• **To do**: Print out the data exactly, keeping every image out of it.

Natural language region descriptions
================

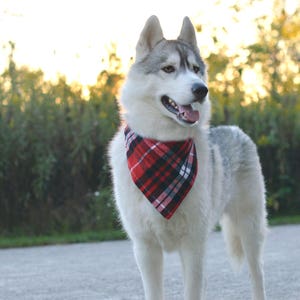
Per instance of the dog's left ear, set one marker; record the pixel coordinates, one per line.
(187, 33)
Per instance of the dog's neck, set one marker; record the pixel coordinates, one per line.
(162, 130)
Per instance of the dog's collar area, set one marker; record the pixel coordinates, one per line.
(184, 113)
(163, 171)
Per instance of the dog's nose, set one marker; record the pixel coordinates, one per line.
(199, 90)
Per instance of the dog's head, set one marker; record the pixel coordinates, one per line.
(167, 82)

================

• **Your response**:
Per instance of the dog's left ear, set one marker; record the pixel coordinates, one per line.
(187, 33)
Per instance of the dog's neck, set one marker; record the pixel coordinates, one per line.
(162, 130)
Per instance of the dog's collar area, set one marker; record the pixel coordinates, one per line.
(184, 113)
(163, 171)
Per instance of the dog's nose, set one marker; record the pixel coordinates, one per line.
(199, 90)
Per instance of the dog's head, set one marker; record the pixel coordinates, one per line.
(167, 82)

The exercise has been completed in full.